Stored data entries:
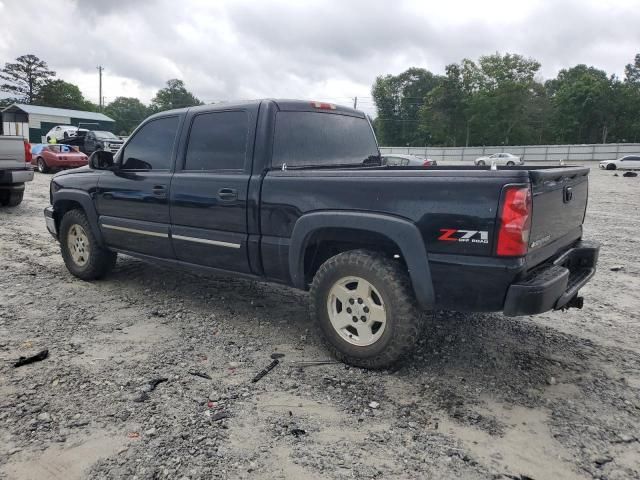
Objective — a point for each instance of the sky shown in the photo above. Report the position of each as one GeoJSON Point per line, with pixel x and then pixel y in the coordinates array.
{"type": "Point", "coordinates": [329, 50]}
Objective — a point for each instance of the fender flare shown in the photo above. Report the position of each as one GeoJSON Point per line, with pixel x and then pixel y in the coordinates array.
{"type": "Point", "coordinates": [402, 232]}
{"type": "Point", "coordinates": [86, 202]}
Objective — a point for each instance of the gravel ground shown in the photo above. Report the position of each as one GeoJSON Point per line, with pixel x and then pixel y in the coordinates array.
{"type": "Point", "coordinates": [485, 396]}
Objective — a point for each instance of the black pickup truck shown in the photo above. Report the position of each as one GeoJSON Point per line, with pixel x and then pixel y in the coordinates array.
{"type": "Point", "coordinates": [295, 192]}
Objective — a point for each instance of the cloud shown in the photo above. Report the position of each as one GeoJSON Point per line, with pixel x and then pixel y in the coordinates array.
{"type": "Point", "coordinates": [330, 50]}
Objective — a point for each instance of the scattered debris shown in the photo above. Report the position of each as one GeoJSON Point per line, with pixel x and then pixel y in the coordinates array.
{"type": "Point", "coordinates": [148, 388]}
{"type": "Point", "coordinates": [34, 358]}
{"type": "Point", "coordinates": [313, 363]}
{"type": "Point", "coordinates": [266, 370]}
{"type": "Point", "coordinates": [151, 386]}
{"type": "Point", "coordinates": [602, 460]}
{"type": "Point", "coordinates": [195, 373]}
{"type": "Point", "coordinates": [219, 416]}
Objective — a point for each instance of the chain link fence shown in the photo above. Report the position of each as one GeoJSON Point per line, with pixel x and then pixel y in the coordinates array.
{"type": "Point", "coordinates": [529, 153]}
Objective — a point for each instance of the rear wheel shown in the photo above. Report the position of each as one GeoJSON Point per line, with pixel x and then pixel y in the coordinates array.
{"type": "Point", "coordinates": [42, 166]}
{"type": "Point", "coordinates": [82, 254]}
{"type": "Point", "coordinates": [364, 305]}
{"type": "Point", "coordinates": [11, 198]}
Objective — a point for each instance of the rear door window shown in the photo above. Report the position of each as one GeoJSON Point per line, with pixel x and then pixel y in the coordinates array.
{"type": "Point", "coordinates": [313, 138]}
{"type": "Point", "coordinates": [217, 141]}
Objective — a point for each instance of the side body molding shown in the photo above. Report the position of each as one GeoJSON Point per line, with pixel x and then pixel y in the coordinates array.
{"type": "Point", "coordinates": [402, 232]}
{"type": "Point", "coordinates": [85, 200]}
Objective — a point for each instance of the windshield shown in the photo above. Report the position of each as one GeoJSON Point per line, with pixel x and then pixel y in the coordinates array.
{"type": "Point", "coordinates": [313, 138]}
{"type": "Point", "coordinates": [105, 135]}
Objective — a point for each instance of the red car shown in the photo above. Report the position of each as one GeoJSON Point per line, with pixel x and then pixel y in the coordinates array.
{"type": "Point", "coordinates": [57, 157]}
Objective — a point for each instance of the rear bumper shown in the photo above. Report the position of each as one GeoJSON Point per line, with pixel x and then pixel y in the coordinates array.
{"type": "Point", "coordinates": [554, 285]}
{"type": "Point", "coordinates": [9, 177]}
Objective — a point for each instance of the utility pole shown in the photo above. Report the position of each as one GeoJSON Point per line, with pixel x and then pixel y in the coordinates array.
{"type": "Point", "coordinates": [100, 69]}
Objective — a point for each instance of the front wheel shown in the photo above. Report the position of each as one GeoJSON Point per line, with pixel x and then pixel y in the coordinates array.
{"type": "Point", "coordinates": [11, 198]}
{"type": "Point", "coordinates": [364, 305]}
{"type": "Point", "coordinates": [82, 254]}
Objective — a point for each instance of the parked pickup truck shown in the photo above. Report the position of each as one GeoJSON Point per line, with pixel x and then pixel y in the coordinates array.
{"type": "Point", "coordinates": [89, 141]}
{"type": "Point", "coordinates": [295, 192]}
{"type": "Point", "coordinates": [15, 169]}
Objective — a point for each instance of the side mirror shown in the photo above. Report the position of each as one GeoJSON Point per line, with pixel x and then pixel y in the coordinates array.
{"type": "Point", "coordinates": [101, 160]}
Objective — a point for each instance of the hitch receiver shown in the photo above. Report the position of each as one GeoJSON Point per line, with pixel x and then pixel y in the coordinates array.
{"type": "Point", "coordinates": [575, 302]}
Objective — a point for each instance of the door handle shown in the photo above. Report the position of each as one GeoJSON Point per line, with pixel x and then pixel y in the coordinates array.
{"type": "Point", "coordinates": [227, 194]}
{"type": "Point", "coordinates": [159, 190]}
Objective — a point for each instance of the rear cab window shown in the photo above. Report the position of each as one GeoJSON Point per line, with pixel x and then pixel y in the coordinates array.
{"type": "Point", "coordinates": [304, 138]}
{"type": "Point", "coordinates": [217, 141]}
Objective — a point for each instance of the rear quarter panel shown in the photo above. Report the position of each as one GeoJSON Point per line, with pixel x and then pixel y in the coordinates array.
{"type": "Point", "coordinates": [433, 200]}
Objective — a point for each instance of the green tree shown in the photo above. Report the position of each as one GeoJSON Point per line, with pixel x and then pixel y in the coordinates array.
{"type": "Point", "coordinates": [584, 104]}
{"type": "Point", "coordinates": [632, 71]}
{"type": "Point", "coordinates": [61, 94]}
{"type": "Point", "coordinates": [24, 78]}
{"type": "Point", "coordinates": [398, 100]}
{"type": "Point", "coordinates": [174, 95]}
{"type": "Point", "coordinates": [128, 112]}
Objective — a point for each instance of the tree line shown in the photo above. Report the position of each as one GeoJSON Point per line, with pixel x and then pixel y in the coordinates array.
{"type": "Point", "coordinates": [500, 100]}
{"type": "Point", "coordinates": [29, 80]}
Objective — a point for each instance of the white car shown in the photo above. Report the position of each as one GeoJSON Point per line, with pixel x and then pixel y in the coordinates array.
{"type": "Point", "coordinates": [394, 159]}
{"type": "Point", "coordinates": [507, 159]}
{"type": "Point", "coordinates": [629, 162]}
{"type": "Point", "coordinates": [61, 132]}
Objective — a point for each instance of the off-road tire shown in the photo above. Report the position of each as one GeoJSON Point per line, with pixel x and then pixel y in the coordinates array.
{"type": "Point", "coordinates": [11, 198]}
{"type": "Point", "coordinates": [100, 260]}
{"type": "Point", "coordinates": [389, 277]}
{"type": "Point", "coordinates": [42, 165]}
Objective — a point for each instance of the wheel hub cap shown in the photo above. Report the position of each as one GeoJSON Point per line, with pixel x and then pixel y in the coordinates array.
{"type": "Point", "coordinates": [78, 244]}
{"type": "Point", "coordinates": [356, 311]}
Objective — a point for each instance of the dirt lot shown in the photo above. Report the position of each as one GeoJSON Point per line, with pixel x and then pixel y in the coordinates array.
{"type": "Point", "coordinates": [550, 397]}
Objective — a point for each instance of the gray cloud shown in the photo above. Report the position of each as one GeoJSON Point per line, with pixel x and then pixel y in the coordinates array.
{"type": "Point", "coordinates": [319, 49]}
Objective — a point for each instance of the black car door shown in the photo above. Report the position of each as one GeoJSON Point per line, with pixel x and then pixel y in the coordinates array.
{"type": "Point", "coordinates": [209, 190]}
{"type": "Point", "coordinates": [133, 199]}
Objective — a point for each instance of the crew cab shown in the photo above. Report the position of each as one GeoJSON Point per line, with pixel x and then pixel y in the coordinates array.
{"type": "Point", "coordinates": [295, 192]}
{"type": "Point", "coordinates": [15, 169]}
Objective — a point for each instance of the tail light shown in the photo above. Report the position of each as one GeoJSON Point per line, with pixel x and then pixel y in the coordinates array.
{"type": "Point", "coordinates": [515, 222]}
{"type": "Point", "coordinates": [27, 151]}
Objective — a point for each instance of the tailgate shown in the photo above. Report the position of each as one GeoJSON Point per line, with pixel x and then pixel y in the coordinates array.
{"type": "Point", "coordinates": [559, 204]}
{"type": "Point", "coordinates": [11, 153]}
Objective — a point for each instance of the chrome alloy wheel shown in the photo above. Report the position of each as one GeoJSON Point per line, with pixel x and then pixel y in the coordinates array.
{"type": "Point", "coordinates": [78, 244]}
{"type": "Point", "coordinates": [356, 311]}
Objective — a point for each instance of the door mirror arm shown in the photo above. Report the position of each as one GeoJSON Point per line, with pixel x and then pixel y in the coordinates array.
{"type": "Point", "coordinates": [102, 160]}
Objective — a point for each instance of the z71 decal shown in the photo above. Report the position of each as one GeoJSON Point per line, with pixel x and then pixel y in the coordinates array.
{"type": "Point", "coordinates": [464, 236]}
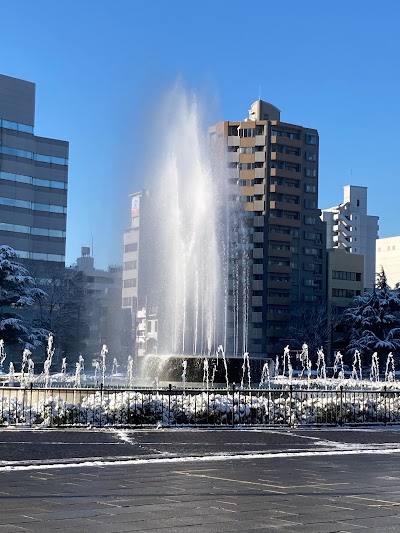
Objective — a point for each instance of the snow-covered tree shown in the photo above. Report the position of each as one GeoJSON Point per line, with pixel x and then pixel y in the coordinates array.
{"type": "Point", "coordinates": [18, 293]}
{"type": "Point", "coordinates": [308, 324]}
{"type": "Point", "coordinates": [373, 323]}
{"type": "Point", "coordinates": [64, 310]}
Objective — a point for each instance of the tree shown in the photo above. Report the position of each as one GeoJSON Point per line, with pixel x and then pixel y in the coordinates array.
{"type": "Point", "coordinates": [308, 324]}
{"type": "Point", "coordinates": [373, 323]}
{"type": "Point", "coordinates": [18, 294]}
{"type": "Point", "coordinates": [63, 311]}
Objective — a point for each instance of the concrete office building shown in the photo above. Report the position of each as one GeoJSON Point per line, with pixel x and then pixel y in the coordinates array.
{"type": "Point", "coordinates": [273, 170]}
{"type": "Point", "coordinates": [388, 258]}
{"type": "Point", "coordinates": [351, 228]}
{"type": "Point", "coordinates": [345, 281]}
{"type": "Point", "coordinates": [136, 288]}
{"type": "Point", "coordinates": [33, 179]}
{"type": "Point", "coordinates": [102, 307]}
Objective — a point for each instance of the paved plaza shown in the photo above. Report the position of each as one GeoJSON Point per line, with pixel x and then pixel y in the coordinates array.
{"type": "Point", "coordinates": [198, 481]}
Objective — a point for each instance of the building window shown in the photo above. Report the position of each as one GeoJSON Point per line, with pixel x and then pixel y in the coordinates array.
{"type": "Point", "coordinates": [310, 204]}
{"type": "Point", "coordinates": [310, 188]}
{"type": "Point", "coordinates": [130, 282]}
{"type": "Point", "coordinates": [343, 293]}
{"type": "Point", "coordinates": [131, 247]}
{"type": "Point", "coordinates": [311, 173]}
{"type": "Point", "coordinates": [346, 276]}
{"type": "Point", "coordinates": [311, 251]}
{"type": "Point", "coordinates": [311, 138]}
{"type": "Point", "coordinates": [287, 134]}
{"type": "Point", "coordinates": [309, 220]}
{"type": "Point", "coordinates": [310, 156]}
{"type": "Point", "coordinates": [130, 265]}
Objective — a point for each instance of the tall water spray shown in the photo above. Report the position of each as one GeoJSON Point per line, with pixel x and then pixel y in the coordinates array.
{"type": "Point", "coordinates": [199, 281]}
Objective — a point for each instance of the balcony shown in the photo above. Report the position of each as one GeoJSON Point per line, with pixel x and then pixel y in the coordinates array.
{"type": "Point", "coordinates": [279, 269]}
{"type": "Point", "coordinates": [259, 173]}
{"type": "Point", "coordinates": [281, 189]}
{"type": "Point", "coordinates": [246, 158]}
{"type": "Point", "coordinates": [258, 221]}
{"type": "Point", "coordinates": [278, 156]}
{"type": "Point", "coordinates": [275, 139]}
{"type": "Point", "coordinates": [258, 237]}
{"type": "Point", "coordinates": [342, 229]}
{"type": "Point", "coordinates": [257, 285]}
{"type": "Point", "coordinates": [256, 318]}
{"type": "Point", "coordinates": [285, 173]}
{"type": "Point", "coordinates": [259, 189]}
{"type": "Point", "coordinates": [259, 205]}
{"type": "Point", "coordinates": [233, 140]}
{"type": "Point", "coordinates": [232, 157]}
{"type": "Point", "coordinates": [258, 269]}
{"type": "Point", "coordinates": [281, 221]}
{"type": "Point", "coordinates": [286, 285]}
{"type": "Point", "coordinates": [277, 317]}
{"type": "Point", "coordinates": [285, 206]}
{"type": "Point", "coordinates": [272, 252]}
{"type": "Point", "coordinates": [281, 237]}
{"type": "Point", "coordinates": [256, 301]}
{"type": "Point", "coordinates": [278, 300]}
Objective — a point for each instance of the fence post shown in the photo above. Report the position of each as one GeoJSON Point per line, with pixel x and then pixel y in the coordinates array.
{"type": "Point", "coordinates": [233, 405]}
{"type": "Point", "coordinates": [169, 404]}
{"type": "Point", "coordinates": [30, 405]}
{"type": "Point", "coordinates": [385, 393]}
{"type": "Point", "coordinates": [101, 402]}
{"type": "Point", "coordinates": [341, 406]}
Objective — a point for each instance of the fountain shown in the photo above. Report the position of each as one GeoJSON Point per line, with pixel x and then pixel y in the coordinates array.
{"type": "Point", "coordinates": [11, 375]}
{"type": "Point", "coordinates": [3, 354]}
{"type": "Point", "coordinates": [246, 369]}
{"type": "Point", "coordinates": [357, 367]}
{"type": "Point", "coordinates": [390, 373]}
{"type": "Point", "coordinates": [374, 374]}
{"type": "Point", "coordinates": [198, 289]}
{"type": "Point", "coordinates": [321, 365]}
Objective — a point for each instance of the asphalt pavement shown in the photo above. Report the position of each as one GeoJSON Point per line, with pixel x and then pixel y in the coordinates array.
{"type": "Point", "coordinates": [198, 481]}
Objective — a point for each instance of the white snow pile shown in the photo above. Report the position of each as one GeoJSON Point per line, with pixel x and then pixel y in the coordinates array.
{"type": "Point", "coordinates": [269, 407]}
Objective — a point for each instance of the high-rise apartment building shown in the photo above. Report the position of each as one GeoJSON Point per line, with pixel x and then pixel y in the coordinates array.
{"type": "Point", "coordinates": [136, 274]}
{"type": "Point", "coordinates": [345, 281]}
{"type": "Point", "coordinates": [273, 175]}
{"type": "Point", "coordinates": [388, 258]}
{"type": "Point", "coordinates": [33, 179]}
{"type": "Point", "coordinates": [351, 228]}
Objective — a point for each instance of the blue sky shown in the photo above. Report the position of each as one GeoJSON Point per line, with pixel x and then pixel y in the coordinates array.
{"type": "Point", "coordinates": [97, 65]}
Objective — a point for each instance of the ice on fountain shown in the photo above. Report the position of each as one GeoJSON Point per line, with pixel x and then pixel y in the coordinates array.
{"type": "Point", "coordinates": [103, 355]}
{"type": "Point", "coordinates": [390, 372]}
{"type": "Point", "coordinates": [11, 375]}
{"type": "Point", "coordinates": [374, 374]}
{"type": "Point", "coordinates": [246, 369]}
{"type": "Point", "coordinates": [206, 374]}
{"type": "Point", "coordinates": [3, 354]}
{"type": "Point", "coordinates": [357, 367]}
{"type": "Point", "coordinates": [321, 365]}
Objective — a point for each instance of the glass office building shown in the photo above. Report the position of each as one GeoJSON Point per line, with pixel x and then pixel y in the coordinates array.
{"type": "Point", "coordinates": [33, 179]}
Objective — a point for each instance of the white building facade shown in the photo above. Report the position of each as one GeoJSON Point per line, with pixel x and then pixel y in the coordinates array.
{"type": "Point", "coordinates": [388, 258]}
{"type": "Point", "coordinates": [350, 227]}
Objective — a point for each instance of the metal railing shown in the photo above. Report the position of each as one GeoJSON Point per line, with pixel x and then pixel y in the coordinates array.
{"type": "Point", "coordinates": [103, 407]}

### Assignment
All lines from the one containing "Objective — a point for each instance of the white building" to the end of the records are to be duplicated exactly, and no other lines are to be given.

### Exercise solution
Objective — a point for each instance of the white building facade shown in the photo above. Report the position of each as one GeoJSON Point per line, with pixel x and then pixel y in the coordinates array.
{"type": "Point", "coordinates": [388, 258]}
{"type": "Point", "coordinates": [350, 227]}
Objective — a point for each instance of the metal railing shown in the photo above. Report the position of each as one GeoJSON Point per line, with pixel x and then pixel y in the coordinates array.
{"type": "Point", "coordinates": [103, 407]}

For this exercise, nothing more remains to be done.